## Exercise:
Set down all of the entries word for word, omitting the images they contain.
## begin Provided material
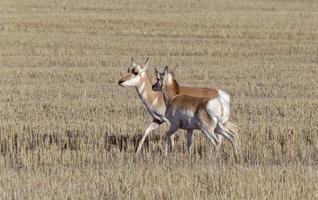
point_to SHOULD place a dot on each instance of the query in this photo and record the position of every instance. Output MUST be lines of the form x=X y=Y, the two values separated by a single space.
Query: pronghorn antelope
x=202 y=93
x=154 y=102
x=190 y=112
x=138 y=78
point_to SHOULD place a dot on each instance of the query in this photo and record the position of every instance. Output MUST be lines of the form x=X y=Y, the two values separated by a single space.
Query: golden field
x=68 y=131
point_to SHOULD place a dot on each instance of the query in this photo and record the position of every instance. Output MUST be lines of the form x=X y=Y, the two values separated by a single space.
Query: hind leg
x=189 y=141
x=208 y=131
x=169 y=138
x=230 y=136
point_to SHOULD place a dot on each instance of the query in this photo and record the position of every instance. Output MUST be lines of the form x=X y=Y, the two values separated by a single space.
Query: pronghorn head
x=159 y=76
x=162 y=78
x=133 y=76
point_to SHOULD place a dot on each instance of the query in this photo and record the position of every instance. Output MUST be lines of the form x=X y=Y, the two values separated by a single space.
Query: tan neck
x=149 y=97
x=170 y=88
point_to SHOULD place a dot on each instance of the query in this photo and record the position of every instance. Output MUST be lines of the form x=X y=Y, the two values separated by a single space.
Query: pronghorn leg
x=169 y=137
x=189 y=141
x=213 y=138
x=151 y=127
x=232 y=137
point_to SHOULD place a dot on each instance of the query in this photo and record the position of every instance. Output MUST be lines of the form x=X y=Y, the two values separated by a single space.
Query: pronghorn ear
x=146 y=62
x=166 y=70
x=145 y=66
x=174 y=69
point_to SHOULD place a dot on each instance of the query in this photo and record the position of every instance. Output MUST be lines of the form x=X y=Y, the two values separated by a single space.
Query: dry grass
x=68 y=131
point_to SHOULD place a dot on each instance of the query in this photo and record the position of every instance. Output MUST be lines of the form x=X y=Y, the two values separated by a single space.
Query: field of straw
x=68 y=131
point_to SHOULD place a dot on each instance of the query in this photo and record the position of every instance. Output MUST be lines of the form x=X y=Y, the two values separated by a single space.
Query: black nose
x=120 y=82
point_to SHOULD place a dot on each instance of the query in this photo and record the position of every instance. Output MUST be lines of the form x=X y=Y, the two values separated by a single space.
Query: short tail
x=225 y=96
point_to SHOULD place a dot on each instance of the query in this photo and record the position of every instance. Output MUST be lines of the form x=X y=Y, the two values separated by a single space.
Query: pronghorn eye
x=134 y=72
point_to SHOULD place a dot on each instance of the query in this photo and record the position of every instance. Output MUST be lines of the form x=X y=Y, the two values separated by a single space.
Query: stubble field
x=68 y=131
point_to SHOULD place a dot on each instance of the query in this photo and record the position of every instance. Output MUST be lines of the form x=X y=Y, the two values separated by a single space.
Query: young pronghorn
x=209 y=93
x=154 y=102
x=189 y=113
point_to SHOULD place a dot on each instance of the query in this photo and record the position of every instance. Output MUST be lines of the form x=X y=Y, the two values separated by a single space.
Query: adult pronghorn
x=153 y=100
x=190 y=112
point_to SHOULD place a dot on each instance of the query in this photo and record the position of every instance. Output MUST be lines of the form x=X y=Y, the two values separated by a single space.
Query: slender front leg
x=189 y=141
x=230 y=136
x=151 y=127
x=169 y=137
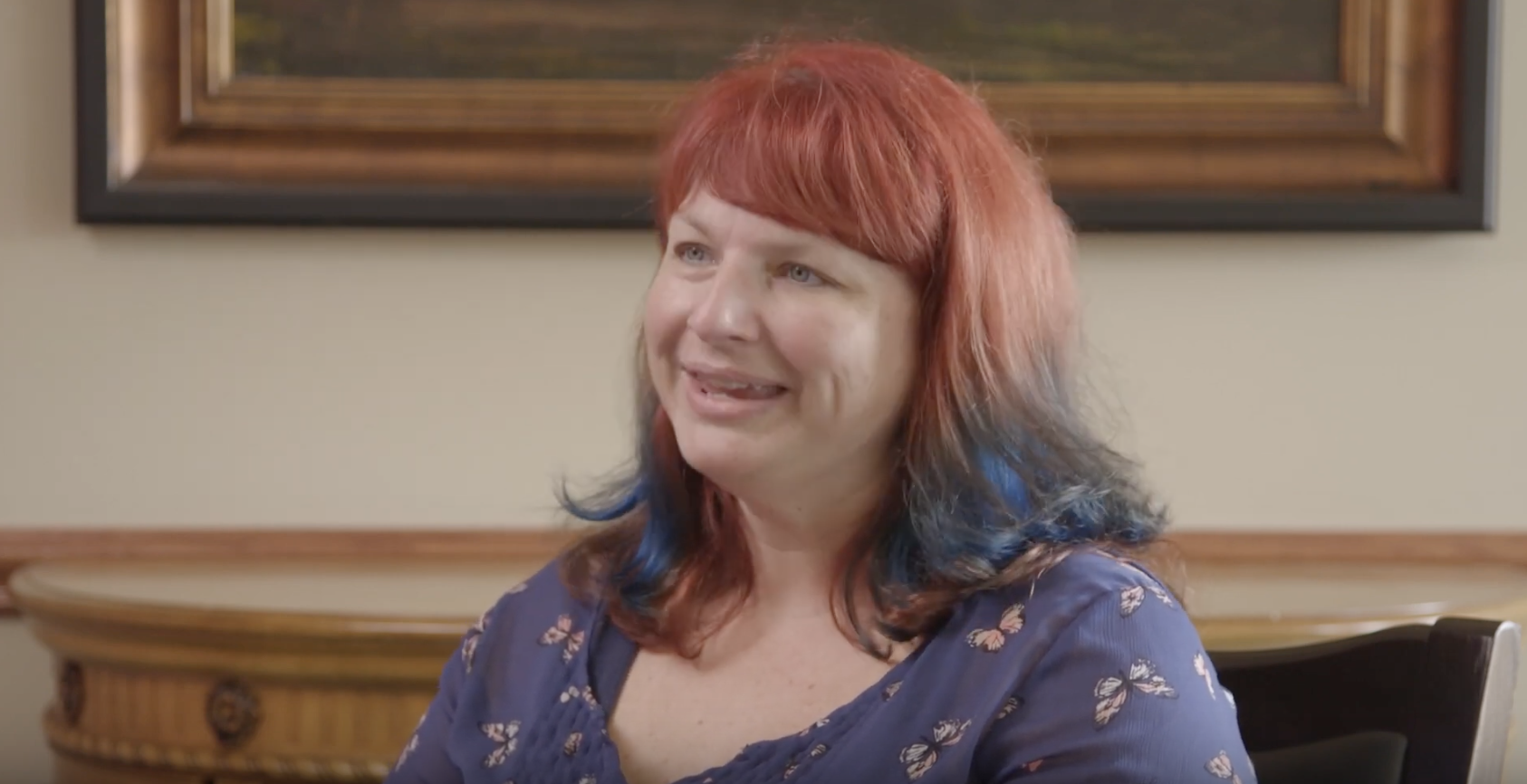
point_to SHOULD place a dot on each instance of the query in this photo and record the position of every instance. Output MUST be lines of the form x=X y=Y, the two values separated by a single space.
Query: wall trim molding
x=24 y=545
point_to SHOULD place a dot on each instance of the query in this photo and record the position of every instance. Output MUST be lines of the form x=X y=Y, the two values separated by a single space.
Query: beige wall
x=399 y=377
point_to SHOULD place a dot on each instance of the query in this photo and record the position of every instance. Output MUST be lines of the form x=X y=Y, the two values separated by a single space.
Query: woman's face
x=783 y=358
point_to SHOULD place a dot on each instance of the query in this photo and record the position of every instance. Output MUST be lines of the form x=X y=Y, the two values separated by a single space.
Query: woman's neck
x=797 y=554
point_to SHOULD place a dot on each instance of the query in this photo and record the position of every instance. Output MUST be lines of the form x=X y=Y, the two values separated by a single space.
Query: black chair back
x=1442 y=693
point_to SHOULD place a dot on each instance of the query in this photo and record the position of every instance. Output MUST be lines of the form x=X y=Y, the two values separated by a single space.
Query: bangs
x=821 y=155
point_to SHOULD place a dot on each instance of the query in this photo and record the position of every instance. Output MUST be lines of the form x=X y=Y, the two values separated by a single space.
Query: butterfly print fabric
x=1089 y=673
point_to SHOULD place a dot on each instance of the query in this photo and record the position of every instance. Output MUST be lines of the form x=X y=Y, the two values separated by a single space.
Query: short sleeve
x=423 y=759
x=1124 y=694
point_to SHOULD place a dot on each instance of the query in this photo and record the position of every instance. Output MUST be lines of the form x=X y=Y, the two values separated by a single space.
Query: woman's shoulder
x=536 y=607
x=1079 y=581
x=1084 y=595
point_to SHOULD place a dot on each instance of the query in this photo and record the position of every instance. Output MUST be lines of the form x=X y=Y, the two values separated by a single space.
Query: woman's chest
x=677 y=719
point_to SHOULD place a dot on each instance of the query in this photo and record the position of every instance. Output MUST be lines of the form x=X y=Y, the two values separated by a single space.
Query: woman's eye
x=802 y=275
x=692 y=253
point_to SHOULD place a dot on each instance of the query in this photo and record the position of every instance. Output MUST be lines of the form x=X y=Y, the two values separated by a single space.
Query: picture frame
x=168 y=133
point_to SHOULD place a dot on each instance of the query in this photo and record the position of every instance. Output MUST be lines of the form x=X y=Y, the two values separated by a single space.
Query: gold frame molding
x=1402 y=139
x=24 y=545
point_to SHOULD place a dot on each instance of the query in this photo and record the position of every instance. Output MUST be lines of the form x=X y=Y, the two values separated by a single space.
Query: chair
x=1405 y=705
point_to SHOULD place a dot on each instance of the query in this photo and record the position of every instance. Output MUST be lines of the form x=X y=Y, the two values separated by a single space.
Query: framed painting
x=1152 y=115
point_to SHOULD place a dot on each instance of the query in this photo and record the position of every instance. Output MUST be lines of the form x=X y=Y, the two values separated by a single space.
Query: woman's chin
x=725 y=461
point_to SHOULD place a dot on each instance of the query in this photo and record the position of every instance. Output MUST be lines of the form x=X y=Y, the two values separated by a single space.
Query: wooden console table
x=283 y=670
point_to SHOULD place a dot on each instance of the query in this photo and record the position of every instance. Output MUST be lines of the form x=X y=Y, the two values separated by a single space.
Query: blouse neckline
x=611 y=653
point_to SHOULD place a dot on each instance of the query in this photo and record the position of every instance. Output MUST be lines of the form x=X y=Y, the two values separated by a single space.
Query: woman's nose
x=729 y=307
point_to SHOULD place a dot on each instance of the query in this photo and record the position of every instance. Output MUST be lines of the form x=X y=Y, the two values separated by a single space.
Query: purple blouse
## end Provided material
## Answer for the task:
point_to SHOULD place a dot on each instance of the query in this photo and record the position of every instance. Output MUST be lines of the form x=X y=Y, the two values separated by a single space.
Query: pronghorn antelope
x=202 y=93
x=154 y=102
x=190 y=112
x=138 y=78
point_to SHOULD place a dot on each instance of the query in this photo and record the position of every instance. Output MUST be lines of the form x=X y=Y, the two values separated by a single space.
Query: golden field
x=68 y=131
point_to SHOULD place a dot on each instance of the query in this photo and record the position of every instance. Output MUST be lines of the form x=X y=Y, the two values separated by a single space.
Query: hind leg
x=189 y=141
x=208 y=131
x=169 y=138
x=230 y=136
point_to SHOULD place a dot on each instance of the query in this photo and record the position of every instance. Output MUST be lines of the form x=X y=Y, the two values separated by a single space.
Query: pronghorn head
x=159 y=76
x=162 y=78
x=133 y=76
point_to SHOULD place a dot on each instance of the query in this photo and record the position of every instance. Output MUST be lines of the form x=X y=Y, the two values separated by a single space.
Query: tan neck
x=149 y=97
x=170 y=88
point_to SHOULD place a dot on each instance of the query in this photo and record the position of every instance. Output MUST be lines of the form x=X y=Y, the two values separated by a single space.
Query: pronghorn leg
x=169 y=137
x=189 y=141
x=213 y=138
x=151 y=127
x=232 y=137
point_to SHOULD place a dot on each instance of the query in this photo and record the position of every instance. Output MUST be lines of the form x=X y=Y, the two values separated by a single space.
Query: pronghorn ear
x=146 y=62
x=166 y=70
x=145 y=66
x=174 y=69
point_to SHOULD place a dot on each instance of the query in this photo and record the position of every instance. Output MUST be lines of the form x=X y=Y, the two values separated by a single space.
Query: dry grass
x=68 y=131
point_to SHOULD place a dot on each instance of the query in this photo and record the position of every instance. Output MUST be lines of the form x=X y=Y, the two values separated by a single space.
Query: field of straw
x=68 y=131
point_to SHOULD place a dot on each instance of the query in this photo and record the position of every instance. Output MUST be lines of the form x=X y=Y, the two values separated by a single space.
Query: black nose
x=120 y=82
point_to SHOULD place a dot on each instance of the query in this photo and record the position of every instance. Output MUST be lines of the form x=X y=Y, the two values separated by a single space.
Query: short tail
x=225 y=96
point_to SHOULD place a dot on each instance of the query in this photo and record the position of every instance. Output MUST be lines of the form x=X y=Y, the two values separated by a single space.
Query: pronghorn eye
x=134 y=72
point_to SHOULD place a dot on each instance of the query in this photo and record the position of every instance. Output MUST be lines of the form x=X y=Y, the two values separated by a single space.
Query: stubble field
x=68 y=131
point_to SHOULD place a dot on each instance of the query in this photo and record the position of every instance. Output MUST be lines of the form x=X y=Y, the two values separated by a single space.
Query: young pronghorn
x=209 y=93
x=154 y=102
x=189 y=113
point_to SHOULD place a dot on each instance of the query in this photo and record the position of every instance. Output MUST be lines of the form x=X y=Y, the two values separated by a single space.
Query: adult pronghorn
x=153 y=100
x=190 y=112
point_to SHOULD place a dot on each instance of the query in this photo and record the position of every instance. Output MUST be lines of the form x=X y=Y, the two values separated by a single space.
Query: slender front leg
x=189 y=141
x=230 y=136
x=151 y=127
x=169 y=137
point_to SHOULD place a dot on each instance of the query in this photo and record the position of every instance. Output MUST be lines of the form x=X y=Y, the two values separated by a single space.
Query: wall trim molding
x=24 y=545
point_to SHOULD place a dot on each instance of the query in this photo and record the position of every instance. Output MUST be lines of the form x=X y=Y, the two values separated by a single space.
Query: beige wall
x=399 y=377
point_to SHOULD place a dot on each instance of the query in this photo and record the position of every instance. Output MUST be lines of the form x=X y=Y, the two values separated by a single space.
Query: woman's face
x=783 y=358
point_to SHOULD place a dot on each instance of the query in this photo and record the position of every instance. Output MUST be lines of the form x=X y=Y, the two values separated by a single space.
Query: woman's neck
x=797 y=554
point_to SHOULD place a dot on each instance of the query in this photo and record the position of every instance. Output MUST be lines of the form x=X y=Y, the two values separated by a single space.
Query: black chair back
x=1442 y=693
point_to SHOULD place a dot on each instance of the query in this photo and record the position of every instance. Output MUST be lines of the form x=X y=Y, the two values separated by a single space.
Query: bangs
x=821 y=155
point_to SHOULD place a dot on each instance of the query in this photo and record the position of every instance. Output MUST be lines of the form x=X y=Y, the two values separated by a single space.
Query: butterfly print fabric
x=1089 y=673
point_to SHOULD place a dot on each instance of the query in this photo and record the position of every instance. Output MUST be lines of the form x=X y=Y, the two values separated by a single space.
Query: short sleeve
x=423 y=759
x=1124 y=694
point_to SHOULD place a dot on each instance of the query in this photo and record the position of every instance. Output MUST be lines of the form x=X y=Y, the two values separated by a single space.
Query: woman's shoulder
x=536 y=607
x=1079 y=581
x=1084 y=595
point_to SHOULD place a dot on each instance of the query in this photo and record the position of every instance. Output MUST be lines of the form x=X y=Y, the two values separated by a single space.
Query: woman's chest
x=677 y=719
point_to SHOULD place a dot on each instance of the query in this photo and record the position of every instance. Output MUST be lines of the form x=X y=Y, the two values separated by a single space.
Query: woman's eye
x=802 y=275
x=692 y=253
point_to SHOULD place a dot on each instance of the query in this photo and record the position of every instance. Output MUST be lines of the form x=X y=Y, the two values separated by a single space.
Query: picture frame
x=168 y=133
point_to SHOULD place a dot on each instance of the query in this photo and record the position of every instance. Output MUST be lines of the form x=X y=Y, the two values separated by a single space.
Query: gold frame molding
x=1402 y=139
x=24 y=545
point_to SHOULD place a dot on each instance of the query in this photo and record the position of every instance. Output MUST be lines of the form x=X y=Y, the two values separated by a single space.
Query: chair
x=1405 y=705
point_to SHOULD place a dot on each instance of the query in this photo and record the position of every instance. Output MUST be lines of the form x=X y=Y, the two values separated by a single space.
Query: framed painting
x=1152 y=115
point_to SHOULD place a dot on each instance of the query in this photo and record the position of every instance. Output MUST be lines of the form x=X y=Y, the two values separated by a single space.
Query: woman's chin
x=725 y=461
point_to SHOULD place a dot on each instance of the query in this photo and record the position of every instance. Output MUST be lines of the form x=X y=Y, the two values separated by a single space.
Query: wooden console table
x=283 y=670
point_to SHOULD place a dot on each instance of the query in this photo and record the position of every instance. Output MUST be lines of the form x=X y=Y, the two values separated by a single space.
Query: blouse neckline
x=611 y=653
point_to SHOULD place a dot on each instance of the query in this photo and record the position of every instance. Output MUST be lines of the form x=X y=Y, the two values separated by a single space.
Query: woman's nose
x=729 y=307
point_to SHOULD place a dot on each instance of the query in this photo and record the position of every instance. Output MUST be lines of the form x=X y=Y, the two values separated by a single space.
Query: purple blouse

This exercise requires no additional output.